# Exercise task
Render the listing from the line that has "Mark the yellow wooden" through the line that has "88, 474, 312]]" as a two-column CSV with the headers instruction and boxes. Use one row for each instruction and its boxes, with each value in a quoted field and line breaks changed to spaces.

# Material provided
============

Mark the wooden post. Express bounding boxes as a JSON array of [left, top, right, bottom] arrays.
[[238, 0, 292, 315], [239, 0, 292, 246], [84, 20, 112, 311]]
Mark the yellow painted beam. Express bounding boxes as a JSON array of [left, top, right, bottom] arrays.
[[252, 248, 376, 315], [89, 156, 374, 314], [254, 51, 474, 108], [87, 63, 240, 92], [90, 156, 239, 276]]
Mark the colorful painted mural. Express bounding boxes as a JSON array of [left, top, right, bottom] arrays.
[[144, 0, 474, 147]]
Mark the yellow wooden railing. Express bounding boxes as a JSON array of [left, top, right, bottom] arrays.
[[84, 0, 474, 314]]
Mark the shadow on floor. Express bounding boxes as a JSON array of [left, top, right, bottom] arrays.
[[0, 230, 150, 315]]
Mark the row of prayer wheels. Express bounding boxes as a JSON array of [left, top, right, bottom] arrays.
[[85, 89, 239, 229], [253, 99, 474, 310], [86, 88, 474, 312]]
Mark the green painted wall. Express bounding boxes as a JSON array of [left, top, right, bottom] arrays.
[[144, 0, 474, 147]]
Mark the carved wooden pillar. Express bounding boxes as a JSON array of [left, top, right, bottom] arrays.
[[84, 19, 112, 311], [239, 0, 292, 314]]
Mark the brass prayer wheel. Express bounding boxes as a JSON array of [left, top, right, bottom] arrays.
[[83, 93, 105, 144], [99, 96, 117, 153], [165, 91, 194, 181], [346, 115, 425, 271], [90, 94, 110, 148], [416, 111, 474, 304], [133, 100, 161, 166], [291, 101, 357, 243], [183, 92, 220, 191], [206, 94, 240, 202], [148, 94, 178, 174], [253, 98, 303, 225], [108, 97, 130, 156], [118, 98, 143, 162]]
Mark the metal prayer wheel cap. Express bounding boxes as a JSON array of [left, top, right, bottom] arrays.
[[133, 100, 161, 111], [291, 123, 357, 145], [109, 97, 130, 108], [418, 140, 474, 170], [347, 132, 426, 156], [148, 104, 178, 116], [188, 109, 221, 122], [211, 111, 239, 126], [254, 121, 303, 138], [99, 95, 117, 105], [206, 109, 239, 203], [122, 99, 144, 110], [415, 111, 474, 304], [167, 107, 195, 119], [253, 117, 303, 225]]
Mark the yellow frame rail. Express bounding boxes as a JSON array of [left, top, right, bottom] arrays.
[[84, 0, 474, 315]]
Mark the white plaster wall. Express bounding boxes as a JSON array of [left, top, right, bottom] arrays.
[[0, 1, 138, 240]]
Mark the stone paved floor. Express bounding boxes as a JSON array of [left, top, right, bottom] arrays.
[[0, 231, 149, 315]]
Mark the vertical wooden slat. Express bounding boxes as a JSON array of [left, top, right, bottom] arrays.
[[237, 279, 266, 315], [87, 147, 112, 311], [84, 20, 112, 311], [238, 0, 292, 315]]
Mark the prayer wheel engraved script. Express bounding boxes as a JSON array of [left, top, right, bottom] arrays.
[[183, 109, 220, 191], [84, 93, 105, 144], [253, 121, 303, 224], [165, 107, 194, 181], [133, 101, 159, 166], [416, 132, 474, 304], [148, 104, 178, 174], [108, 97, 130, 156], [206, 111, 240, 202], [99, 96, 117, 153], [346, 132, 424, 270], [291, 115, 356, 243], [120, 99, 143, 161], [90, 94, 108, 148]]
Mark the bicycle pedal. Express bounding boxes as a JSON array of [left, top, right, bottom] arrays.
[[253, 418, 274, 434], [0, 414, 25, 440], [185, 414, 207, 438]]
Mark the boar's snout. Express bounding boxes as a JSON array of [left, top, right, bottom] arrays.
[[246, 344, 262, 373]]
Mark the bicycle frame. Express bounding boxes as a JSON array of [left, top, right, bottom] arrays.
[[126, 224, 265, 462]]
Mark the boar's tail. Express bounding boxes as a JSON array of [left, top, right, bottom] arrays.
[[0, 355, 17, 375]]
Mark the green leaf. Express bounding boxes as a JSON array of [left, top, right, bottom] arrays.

============

# Correct output
instruction,boxes
"Mark the yellow wooden railing. Express bounding boxes as a JSON array of [left, top, right, bottom] arrays.","[[84, 0, 474, 314]]"
"Mark the shadow on floor. Express bounding boxes as a JSON array of [left, top, right, bottom] arrays.","[[0, 230, 150, 315]]"
"Mark the row of prayer wheels. Express bounding boxes as a JSON array of [left, top, right, bottom] arrays.","[[85, 89, 239, 229], [253, 99, 474, 310], [86, 88, 474, 312]]"